▶ [EXERCISE BRIEF]:
Only the lines from the line containing "trousers on this basis." to the end of the entries, both included, belong in your answer, and each must match exactly.

----- SOURCE RECORDS -----

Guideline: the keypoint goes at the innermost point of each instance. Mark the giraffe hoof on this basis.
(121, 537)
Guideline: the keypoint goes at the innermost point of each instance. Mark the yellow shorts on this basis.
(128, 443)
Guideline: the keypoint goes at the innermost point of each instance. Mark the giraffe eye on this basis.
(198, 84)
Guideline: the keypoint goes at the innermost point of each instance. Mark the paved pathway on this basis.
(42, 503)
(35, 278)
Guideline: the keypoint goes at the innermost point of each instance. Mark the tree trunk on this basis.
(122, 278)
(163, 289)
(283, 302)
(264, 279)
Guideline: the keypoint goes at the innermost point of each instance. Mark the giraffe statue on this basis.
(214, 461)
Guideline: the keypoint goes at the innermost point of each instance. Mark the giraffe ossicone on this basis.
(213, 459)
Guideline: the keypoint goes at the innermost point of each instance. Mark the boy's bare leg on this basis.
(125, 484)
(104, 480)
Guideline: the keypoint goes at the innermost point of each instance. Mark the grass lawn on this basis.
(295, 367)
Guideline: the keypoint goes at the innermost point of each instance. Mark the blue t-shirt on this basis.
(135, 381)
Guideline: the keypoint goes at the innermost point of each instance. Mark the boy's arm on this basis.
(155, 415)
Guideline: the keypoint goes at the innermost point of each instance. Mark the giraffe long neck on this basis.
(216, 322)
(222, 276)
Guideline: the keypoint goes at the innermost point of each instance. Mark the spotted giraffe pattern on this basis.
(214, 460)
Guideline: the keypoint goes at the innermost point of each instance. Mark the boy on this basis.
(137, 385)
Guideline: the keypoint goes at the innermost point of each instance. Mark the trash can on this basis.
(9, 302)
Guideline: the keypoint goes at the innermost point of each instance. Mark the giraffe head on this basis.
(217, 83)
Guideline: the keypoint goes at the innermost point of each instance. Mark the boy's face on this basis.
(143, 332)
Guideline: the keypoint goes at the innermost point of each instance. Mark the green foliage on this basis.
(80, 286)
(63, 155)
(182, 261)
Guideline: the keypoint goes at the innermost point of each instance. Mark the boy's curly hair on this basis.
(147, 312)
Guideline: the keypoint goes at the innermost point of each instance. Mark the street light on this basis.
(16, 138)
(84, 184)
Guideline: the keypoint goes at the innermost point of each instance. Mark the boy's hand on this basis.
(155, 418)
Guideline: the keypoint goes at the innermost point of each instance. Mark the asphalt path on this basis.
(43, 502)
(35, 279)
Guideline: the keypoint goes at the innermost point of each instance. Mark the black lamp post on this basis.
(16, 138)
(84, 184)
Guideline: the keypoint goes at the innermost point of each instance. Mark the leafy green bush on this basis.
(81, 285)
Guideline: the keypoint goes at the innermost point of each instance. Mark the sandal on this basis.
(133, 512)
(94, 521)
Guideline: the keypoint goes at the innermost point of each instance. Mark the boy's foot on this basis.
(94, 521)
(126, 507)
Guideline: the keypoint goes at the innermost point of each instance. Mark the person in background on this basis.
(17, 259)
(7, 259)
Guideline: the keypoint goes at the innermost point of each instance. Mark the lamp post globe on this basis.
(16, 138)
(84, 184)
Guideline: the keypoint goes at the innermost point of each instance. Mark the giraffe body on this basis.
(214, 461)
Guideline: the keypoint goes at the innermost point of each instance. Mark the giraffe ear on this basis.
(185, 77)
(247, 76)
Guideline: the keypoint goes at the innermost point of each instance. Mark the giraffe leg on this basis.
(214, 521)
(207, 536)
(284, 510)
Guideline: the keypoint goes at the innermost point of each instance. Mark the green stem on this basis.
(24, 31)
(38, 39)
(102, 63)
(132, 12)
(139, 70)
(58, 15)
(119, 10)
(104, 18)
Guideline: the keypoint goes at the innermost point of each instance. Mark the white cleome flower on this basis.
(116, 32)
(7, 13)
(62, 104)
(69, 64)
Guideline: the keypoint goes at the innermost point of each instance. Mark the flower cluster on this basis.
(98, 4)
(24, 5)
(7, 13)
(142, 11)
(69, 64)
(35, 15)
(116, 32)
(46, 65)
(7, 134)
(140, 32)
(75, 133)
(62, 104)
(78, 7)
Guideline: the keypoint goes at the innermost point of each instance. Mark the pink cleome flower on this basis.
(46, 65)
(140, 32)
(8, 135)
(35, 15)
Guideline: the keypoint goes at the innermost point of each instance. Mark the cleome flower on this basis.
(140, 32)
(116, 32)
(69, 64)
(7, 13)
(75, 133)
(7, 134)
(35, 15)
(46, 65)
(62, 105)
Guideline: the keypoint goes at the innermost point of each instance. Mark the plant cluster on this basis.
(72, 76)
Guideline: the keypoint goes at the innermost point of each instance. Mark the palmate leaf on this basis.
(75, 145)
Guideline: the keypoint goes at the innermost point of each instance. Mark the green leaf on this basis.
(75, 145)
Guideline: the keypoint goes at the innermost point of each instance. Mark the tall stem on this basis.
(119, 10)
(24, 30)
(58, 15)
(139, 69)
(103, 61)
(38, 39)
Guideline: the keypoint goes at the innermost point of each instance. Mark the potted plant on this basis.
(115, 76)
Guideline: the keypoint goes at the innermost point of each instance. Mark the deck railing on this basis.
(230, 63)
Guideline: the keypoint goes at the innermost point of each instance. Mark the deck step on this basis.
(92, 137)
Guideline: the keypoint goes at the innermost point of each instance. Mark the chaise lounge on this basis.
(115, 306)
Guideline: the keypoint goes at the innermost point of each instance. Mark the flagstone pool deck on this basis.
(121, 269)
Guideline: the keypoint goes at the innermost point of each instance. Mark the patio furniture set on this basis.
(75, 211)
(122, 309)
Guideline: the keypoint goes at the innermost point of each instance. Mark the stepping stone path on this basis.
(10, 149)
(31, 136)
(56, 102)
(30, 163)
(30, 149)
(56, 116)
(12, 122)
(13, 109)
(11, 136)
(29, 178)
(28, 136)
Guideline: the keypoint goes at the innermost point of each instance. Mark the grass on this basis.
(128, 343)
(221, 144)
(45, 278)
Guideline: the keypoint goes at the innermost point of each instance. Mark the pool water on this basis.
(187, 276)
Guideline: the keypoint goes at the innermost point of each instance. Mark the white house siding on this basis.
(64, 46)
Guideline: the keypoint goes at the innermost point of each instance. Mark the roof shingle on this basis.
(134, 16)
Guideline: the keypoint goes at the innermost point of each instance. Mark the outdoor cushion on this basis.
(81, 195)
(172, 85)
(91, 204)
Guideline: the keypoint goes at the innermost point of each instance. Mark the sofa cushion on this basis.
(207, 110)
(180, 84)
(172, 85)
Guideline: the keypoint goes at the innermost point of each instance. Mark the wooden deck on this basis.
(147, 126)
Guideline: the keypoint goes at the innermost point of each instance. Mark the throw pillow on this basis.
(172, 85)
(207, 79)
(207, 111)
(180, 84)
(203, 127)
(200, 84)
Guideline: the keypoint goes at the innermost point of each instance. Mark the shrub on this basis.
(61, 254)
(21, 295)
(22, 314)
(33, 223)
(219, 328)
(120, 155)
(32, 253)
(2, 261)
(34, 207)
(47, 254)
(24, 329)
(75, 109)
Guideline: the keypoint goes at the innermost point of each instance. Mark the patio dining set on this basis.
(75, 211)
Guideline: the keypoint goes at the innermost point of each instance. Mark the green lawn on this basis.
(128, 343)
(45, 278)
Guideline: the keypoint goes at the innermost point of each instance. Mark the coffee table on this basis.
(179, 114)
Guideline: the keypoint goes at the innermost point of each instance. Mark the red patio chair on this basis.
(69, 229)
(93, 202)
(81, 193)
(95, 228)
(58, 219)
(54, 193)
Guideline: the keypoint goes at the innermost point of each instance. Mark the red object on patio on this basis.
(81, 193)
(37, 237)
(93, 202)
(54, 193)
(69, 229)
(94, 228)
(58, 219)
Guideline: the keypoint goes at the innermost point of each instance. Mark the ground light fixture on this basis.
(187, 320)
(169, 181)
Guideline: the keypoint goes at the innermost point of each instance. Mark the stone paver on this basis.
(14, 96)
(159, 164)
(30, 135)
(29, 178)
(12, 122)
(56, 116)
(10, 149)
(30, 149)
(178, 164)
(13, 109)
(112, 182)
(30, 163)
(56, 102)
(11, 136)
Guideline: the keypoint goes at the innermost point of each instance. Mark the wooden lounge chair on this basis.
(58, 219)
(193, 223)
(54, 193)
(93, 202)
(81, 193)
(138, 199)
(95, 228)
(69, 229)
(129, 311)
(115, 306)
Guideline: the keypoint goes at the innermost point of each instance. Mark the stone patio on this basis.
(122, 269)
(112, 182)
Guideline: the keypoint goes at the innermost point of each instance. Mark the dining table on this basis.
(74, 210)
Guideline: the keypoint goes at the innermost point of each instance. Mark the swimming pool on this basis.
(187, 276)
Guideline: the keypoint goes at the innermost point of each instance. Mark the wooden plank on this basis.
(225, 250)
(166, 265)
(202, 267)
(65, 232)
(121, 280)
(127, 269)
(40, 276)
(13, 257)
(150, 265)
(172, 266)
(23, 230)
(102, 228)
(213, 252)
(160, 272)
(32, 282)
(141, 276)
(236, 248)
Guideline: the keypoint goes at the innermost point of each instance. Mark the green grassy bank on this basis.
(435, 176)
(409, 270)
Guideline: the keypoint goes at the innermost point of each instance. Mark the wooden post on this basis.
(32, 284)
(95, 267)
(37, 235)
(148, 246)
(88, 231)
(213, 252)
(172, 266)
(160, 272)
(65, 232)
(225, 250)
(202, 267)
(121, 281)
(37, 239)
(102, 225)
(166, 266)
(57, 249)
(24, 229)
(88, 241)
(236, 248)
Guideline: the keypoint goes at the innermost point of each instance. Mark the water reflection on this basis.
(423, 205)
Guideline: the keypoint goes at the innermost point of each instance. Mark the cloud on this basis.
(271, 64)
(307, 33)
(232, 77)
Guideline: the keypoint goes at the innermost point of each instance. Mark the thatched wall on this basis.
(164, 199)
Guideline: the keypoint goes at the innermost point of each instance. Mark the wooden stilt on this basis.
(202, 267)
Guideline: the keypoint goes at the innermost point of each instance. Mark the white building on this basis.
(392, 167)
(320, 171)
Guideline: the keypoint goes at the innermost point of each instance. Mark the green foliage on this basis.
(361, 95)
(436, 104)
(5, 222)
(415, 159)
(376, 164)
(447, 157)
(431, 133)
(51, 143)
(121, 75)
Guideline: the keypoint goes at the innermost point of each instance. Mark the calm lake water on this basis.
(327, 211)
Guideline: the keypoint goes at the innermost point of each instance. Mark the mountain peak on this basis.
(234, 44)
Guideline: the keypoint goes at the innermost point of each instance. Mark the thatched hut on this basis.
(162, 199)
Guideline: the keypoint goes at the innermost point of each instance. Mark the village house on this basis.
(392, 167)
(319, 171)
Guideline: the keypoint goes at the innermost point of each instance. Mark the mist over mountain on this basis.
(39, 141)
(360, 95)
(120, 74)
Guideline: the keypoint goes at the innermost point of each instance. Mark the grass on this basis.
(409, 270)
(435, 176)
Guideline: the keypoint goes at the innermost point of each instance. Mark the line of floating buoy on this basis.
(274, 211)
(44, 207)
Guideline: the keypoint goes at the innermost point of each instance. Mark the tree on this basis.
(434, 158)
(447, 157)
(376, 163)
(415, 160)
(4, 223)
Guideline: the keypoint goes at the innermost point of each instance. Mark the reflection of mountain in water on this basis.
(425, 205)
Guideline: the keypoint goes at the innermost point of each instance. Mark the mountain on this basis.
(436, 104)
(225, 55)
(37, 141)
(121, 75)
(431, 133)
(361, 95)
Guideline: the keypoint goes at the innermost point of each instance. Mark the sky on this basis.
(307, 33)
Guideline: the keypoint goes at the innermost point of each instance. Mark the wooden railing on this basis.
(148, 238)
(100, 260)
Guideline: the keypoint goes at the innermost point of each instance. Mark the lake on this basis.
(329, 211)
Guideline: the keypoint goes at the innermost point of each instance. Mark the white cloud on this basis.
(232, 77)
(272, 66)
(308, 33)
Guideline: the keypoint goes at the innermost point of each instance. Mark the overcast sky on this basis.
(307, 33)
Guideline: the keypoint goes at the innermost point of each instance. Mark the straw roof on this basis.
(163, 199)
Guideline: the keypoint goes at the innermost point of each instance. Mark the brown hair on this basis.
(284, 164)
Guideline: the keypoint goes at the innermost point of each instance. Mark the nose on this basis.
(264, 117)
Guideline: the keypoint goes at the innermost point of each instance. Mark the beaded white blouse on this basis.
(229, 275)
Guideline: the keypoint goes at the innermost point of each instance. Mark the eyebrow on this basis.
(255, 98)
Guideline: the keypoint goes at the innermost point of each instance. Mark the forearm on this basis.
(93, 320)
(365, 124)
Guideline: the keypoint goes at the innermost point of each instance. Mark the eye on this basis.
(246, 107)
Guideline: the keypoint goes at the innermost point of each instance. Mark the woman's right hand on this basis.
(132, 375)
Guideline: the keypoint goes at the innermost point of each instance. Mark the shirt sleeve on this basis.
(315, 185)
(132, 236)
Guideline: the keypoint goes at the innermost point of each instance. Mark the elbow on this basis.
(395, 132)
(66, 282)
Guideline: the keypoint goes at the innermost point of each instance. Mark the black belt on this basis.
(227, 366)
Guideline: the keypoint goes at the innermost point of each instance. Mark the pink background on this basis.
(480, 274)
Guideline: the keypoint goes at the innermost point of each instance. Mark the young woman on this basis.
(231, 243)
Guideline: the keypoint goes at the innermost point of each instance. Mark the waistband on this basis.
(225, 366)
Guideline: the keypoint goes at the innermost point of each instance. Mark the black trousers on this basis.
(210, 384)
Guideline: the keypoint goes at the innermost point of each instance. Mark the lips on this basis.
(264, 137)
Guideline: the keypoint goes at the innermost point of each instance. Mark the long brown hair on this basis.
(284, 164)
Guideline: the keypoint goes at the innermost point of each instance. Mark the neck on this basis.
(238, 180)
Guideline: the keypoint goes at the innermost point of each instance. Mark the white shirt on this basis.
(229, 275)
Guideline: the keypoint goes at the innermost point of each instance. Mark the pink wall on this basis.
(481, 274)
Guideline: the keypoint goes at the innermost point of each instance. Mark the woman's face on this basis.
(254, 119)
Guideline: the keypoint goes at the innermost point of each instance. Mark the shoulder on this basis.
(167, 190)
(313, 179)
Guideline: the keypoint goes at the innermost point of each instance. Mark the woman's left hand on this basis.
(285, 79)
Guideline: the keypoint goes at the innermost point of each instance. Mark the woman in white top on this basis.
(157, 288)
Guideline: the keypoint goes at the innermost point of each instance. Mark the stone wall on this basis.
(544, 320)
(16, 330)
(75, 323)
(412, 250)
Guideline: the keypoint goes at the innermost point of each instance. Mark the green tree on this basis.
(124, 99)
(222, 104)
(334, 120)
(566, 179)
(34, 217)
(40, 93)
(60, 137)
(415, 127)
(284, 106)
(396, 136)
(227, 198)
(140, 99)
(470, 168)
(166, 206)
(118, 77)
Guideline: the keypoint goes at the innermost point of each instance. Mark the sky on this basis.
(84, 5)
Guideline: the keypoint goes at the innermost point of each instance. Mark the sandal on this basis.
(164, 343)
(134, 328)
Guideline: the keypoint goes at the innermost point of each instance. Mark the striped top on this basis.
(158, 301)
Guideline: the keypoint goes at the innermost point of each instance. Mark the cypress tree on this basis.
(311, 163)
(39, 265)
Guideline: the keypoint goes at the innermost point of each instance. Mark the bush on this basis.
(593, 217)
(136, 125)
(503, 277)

-----

▶ [EXERCISE RESULT]:
Guideline: the keypoint goes at the innermost point of each instance. Mark the black trousers on this basis.
(210, 384)
Guideline: the keypoint goes at the innermost point of each instance. Mark the lips on this basis.
(264, 137)
Guideline: the keypoint goes at the innermost point of each instance. Mark the long brown hair on this basis.
(284, 164)
Guideline: the keypoint goes at the innermost point of each instance. Mark the neck on this basis.
(238, 180)
Guideline: the keypoint goes at the innermost point of each instance. Mark the white shirt on this basis.
(229, 275)
Guideline: the keypoint goes at the innermost point of each instance. Mark the pink wall on this basis.
(481, 274)
Guideline: the keypoint goes at the innermost point of each instance. Mark the woman's face on this basis.
(254, 119)
Guideline: the keypoint goes at the innermost point of each instance. Mark the shoulder on this basis.
(167, 190)
(313, 179)
Guideline: the keypoint goes at the innermost point of each instance. Mark the woman's left hand on this basis.
(285, 79)
Guideline: the keypoint goes at the innermost point of each instance. Mark the woman in white top on this basis.
(157, 288)
Guideline: the keypoint goes at the innermost point of each instance. Mark the stone wall on this basis.
(544, 320)
(16, 330)
(75, 323)
(412, 250)
Guideline: the keypoint goes at the innermost point of each instance. Mark the green tree on this basis.
(124, 99)
(222, 104)
(334, 120)
(566, 179)
(34, 217)
(40, 93)
(60, 137)
(415, 127)
(284, 106)
(396, 136)
(227, 198)
(140, 99)
(470, 168)
(166, 206)
(118, 77)
Guideline: the keypoint goes at the innermost point of each instance. Mark the sky on this basis.
(84, 5)
Guideline: the keypoint goes at the innermost point of each instance. Mark the sandal on this basis.
(164, 343)
(134, 328)
Guideline: the keypoint goes at the innermost point of each instance. Mark the striped top on this basis.
(158, 301)
Guideline: the keypoint goes at the innermost point of each instance. Mark the cypress tree on this basis.
(311, 163)
(39, 265)
Guideline: the keypoint goes at the innermost point of each instance. Mark the bush on this basis.
(593, 217)
(136, 125)
(503, 277)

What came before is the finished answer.